▶ EXERCISE REQUIREMENTS
Rewrite the passage of the folk songs post from "Folk songs almost" up to and including "some new ones.", replacing "klutzes" with "beginners".

▶ SELECTED EXCERPT
START
Tuesday, December 30, 2008

folk songs

Yesterday evening, and again this afternoon, I've picked up my guitar and strummed along as I sang simple folk songs; the songs most of us seldom think about because we grew tired of them when we were still children.

I learned to chord a guitar with a book of chord diagrams and familiar folk songs. Now, this was at a time when folk was trendy: Bob Dylan; Peter, Paul and Mary; the Kingston Trio.

Folk songs almost sing themselves, they're so undemanding. Most of them have only two or three chords, which makes it nice for people like me who are klutzes with a guitar. And if you forget the words to a verse, you can make up some new ones.

So tonight I sat here running from one to another, hardly even thinking about it, not planning ahead what I'd sing. I started with "Greenback Dollar"; not the one the old Kingston Trio did, but the lovelorn ballad that came straight out of the hills and hollers of the south:

"I don't want yore greenback dollar,
I don't want yore silver change.
All I want is yore love darlin',
Say you'll take me back agin."

(You have to say "yore" for you're, and "agin" for again, to get the full effect.)
END
▶ PROVIDED DATA
START
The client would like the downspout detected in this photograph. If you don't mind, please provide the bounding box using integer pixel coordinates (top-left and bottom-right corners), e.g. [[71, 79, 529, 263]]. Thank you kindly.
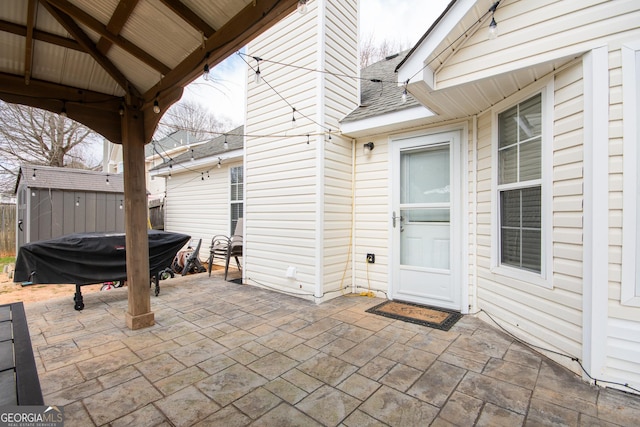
[[314, 1, 326, 299], [469, 114, 478, 313], [351, 139, 358, 294]]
END
▶ TASK RESPONSE
Folk songs almost sing themselves, they're so undemanding. Most of them have only two or three chords, which makes it nice for people like me who are beginners with a guitar. And if you forget the words to a verse, you can make up some new ones.